● WORK TO COMPLETE: Copy the following listing word for word.

● TASK MATERIAL:
BEGIN

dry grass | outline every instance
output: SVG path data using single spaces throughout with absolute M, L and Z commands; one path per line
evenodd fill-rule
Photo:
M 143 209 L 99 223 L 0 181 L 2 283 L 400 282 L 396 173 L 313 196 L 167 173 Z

END

● COMPLETED TASK:
dry grass | outline every instance
output: SVG path data using single spaces throughout with absolute M, L and Z commands; one path per line
evenodd fill-rule
Photo:
M 143 209 L 99 223 L 0 181 L 2 283 L 400 282 L 396 173 L 313 196 L 167 173 Z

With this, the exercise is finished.